• Task to carry out
Report how many lines of the material below contain the string "ryanair", counting a match only when its case matches. Reply with the number alone.

• Records for processing
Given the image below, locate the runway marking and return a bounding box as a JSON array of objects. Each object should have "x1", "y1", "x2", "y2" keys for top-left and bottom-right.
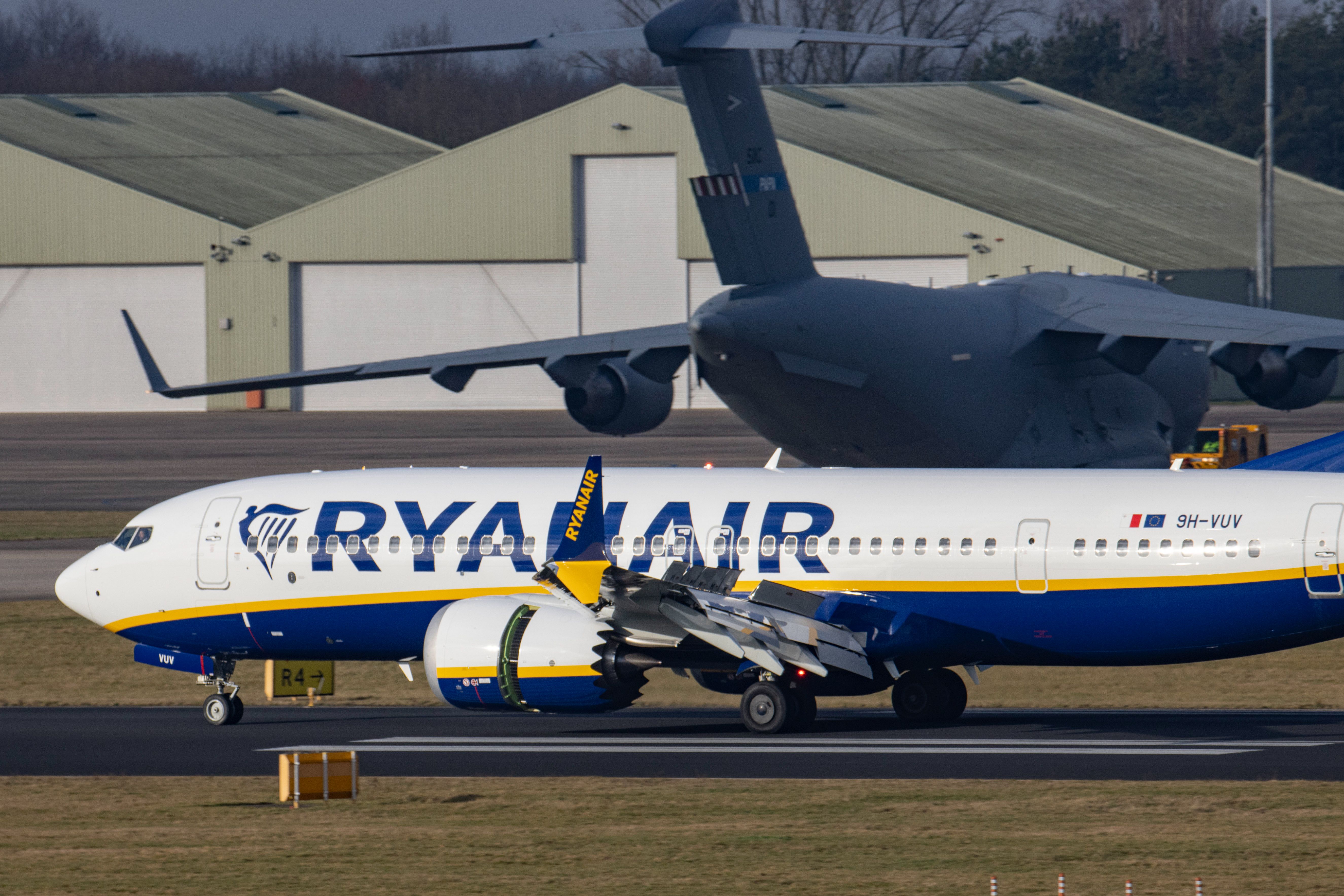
[
  {"x1": 258, "y1": 740, "x2": 1259, "y2": 756},
  {"x1": 352, "y1": 736, "x2": 1344, "y2": 748}
]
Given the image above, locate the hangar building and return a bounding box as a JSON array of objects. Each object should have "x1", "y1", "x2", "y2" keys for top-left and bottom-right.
[{"x1": 0, "y1": 81, "x2": 1344, "y2": 411}]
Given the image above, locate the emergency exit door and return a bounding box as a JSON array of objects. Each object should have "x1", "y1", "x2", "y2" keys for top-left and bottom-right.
[
  {"x1": 1013, "y1": 520, "x2": 1050, "y2": 594},
  {"x1": 1302, "y1": 504, "x2": 1344, "y2": 598},
  {"x1": 196, "y1": 498, "x2": 239, "y2": 588}
]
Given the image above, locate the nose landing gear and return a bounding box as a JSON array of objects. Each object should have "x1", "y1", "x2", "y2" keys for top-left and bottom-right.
[{"x1": 196, "y1": 658, "x2": 243, "y2": 725}]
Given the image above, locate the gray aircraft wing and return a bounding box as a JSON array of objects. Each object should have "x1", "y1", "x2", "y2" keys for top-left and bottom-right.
[
  {"x1": 121, "y1": 310, "x2": 691, "y2": 398},
  {"x1": 999, "y1": 274, "x2": 1344, "y2": 376}
]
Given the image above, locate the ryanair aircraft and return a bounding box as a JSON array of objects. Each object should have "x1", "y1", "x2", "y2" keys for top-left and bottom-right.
[{"x1": 57, "y1": 457, "x2": 1344, "y2": 733}]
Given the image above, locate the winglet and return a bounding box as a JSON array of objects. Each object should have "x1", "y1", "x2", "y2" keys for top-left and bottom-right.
[
  {"x1": 121, "y1": 308, "x2": 172, "y2": 392},
  {"x1": 536, "y1": 454, "x2": 612, "y2": 605},
  {"x1": 551, "y1": 454, "x2": 610, "y2": 563}
]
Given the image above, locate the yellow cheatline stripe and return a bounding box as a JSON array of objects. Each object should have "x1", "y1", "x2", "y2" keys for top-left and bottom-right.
[
  {"x1": 103, "y1": 584, "x2": 546, "y2": 631},
  {"x1": 518, "y1": 666, "x2": 597, "y2": 678},
  {"x1": 103, "y1": 567, "x2": 1302, "y2": 631},
  {"x1": 434, "y1": 666, "x2": 499, "y2": 678}
]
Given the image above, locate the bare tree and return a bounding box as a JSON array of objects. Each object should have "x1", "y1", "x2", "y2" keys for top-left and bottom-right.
[{"x1": 585, "y1": 0, "x2": 1043, "y2": 83}]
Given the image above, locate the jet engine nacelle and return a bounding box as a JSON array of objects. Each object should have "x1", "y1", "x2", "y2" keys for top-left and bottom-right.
[
  {"x1": 423, "y1": 594, "x2": 646, "y2": 712},
  {"x1": 1236, "y1": 347, "x2": 1339, "y2": 411},
  {"x1": 564, "y1": 357, "x2": 672, "y2": 435}
]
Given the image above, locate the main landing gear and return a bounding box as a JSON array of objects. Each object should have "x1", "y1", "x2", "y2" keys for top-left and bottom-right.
[
  {"x1": 740, "y1": 678, "x2": 817, "y2": 735},
  {"x1": 891, "y1": 669, "x2": 966, "y2": 723},
  {"x1": 196, "y1": 658, "x2": 243, "y2": 725}
]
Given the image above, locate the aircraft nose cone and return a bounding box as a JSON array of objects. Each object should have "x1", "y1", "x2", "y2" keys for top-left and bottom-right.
[
  {"x1": 57, "y1": 557, "x2": 89, "y2": 617},
  {"x1": 689, "y1": 313, "x2": 738, "y2": 353}
]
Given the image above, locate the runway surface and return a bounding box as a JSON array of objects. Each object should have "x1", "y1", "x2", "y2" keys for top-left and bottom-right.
[{"x1": 0, "y1": 705, "x2": 1344, "y2": 780}]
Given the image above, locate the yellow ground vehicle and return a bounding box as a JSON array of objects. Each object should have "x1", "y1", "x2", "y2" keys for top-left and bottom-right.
[{"x1": 1172, "y1": 423, "x2": 1269, "y2": 470}]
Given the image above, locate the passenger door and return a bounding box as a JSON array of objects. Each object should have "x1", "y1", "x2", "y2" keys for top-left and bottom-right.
[
  {"x1": 196, "y1": 498, "x2": 241, "y2": 588},
  {"x1": 1013, "y1": 520, "x2": 1050, "y2": 594},
  {"x1": 1302, "y1": 504, "x2": 1344, "y2": 598}
]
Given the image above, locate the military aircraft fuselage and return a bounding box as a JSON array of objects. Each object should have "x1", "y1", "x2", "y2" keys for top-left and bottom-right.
[{"x1": 689, "y1": 274, "x2": 1210, "y2": 467}]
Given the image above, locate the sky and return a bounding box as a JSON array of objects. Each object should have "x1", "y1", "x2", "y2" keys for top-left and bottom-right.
[{"x1": 0, "y1": 0, "x2": 614, "y2": 50}]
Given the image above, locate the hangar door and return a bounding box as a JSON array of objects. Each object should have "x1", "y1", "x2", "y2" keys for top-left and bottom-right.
[
  {"x1": 0, "y1": 265, "x2": 206, "y2": 412},
  {"x1": 294, "y1": 262, "x2": 578, "y2": 411}
]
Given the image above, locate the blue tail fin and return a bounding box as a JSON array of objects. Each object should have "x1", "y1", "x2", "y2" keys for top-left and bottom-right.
[
  {"x1": 551, "y1": 454, "x2": 608, "y2": 563},
  {"x1": 644, "y1": 0, "x2": 817, "y2": 285}
]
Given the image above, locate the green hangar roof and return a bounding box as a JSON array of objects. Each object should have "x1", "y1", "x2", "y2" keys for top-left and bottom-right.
[
  {"x1": 650, "y1": 79, "x2": 1344, "y2": 270},
  {"x1": 0, "y1": 90, "x2": 444, "y2": 228}
]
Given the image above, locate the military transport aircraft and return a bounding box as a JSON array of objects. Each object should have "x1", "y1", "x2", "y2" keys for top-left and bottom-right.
[
  {"x1": 57, "y1": 443, "x2": 1344, "y2": 733},
  {"x1": 126, "y1": 0, "x2": 1344, "y2": 467}
]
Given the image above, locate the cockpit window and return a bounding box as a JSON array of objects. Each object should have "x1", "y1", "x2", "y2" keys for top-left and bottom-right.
[{"x1": 112, "y1": 525, "x2": 155, "y2": 551}]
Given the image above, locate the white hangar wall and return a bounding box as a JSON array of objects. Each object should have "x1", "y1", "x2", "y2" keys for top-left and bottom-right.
[
  {"x1": 292, "y1": 154, "x2": 966, "y2": 411},
  {"x1": 0, "y1": 265, "x2": 206, "y2": 412}
]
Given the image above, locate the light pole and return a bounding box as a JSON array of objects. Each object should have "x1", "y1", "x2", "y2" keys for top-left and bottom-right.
[{"x1": 1255, "y1": 0, "x2": 1274, "y2": 308}]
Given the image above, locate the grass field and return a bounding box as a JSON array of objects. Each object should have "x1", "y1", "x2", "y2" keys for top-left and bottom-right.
[
  {"x1": 0, "y1": 777, "x2": 1344, "y2": 896},
  {"x1": 8, "y1": 601, "x2": 1344, "y2": 709},
  {"x1": 0, "y1": 511, "x2": 136, "y2": 541}
]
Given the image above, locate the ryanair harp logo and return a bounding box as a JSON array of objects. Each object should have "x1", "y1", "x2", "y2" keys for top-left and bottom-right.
[
  {"x1": 564, "y1": 467, "x2": 598, "y2": 541},
  {"x1": 238, "y1": 504, "x2": 308, "y2": 576}
]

• Answer to the exercise
2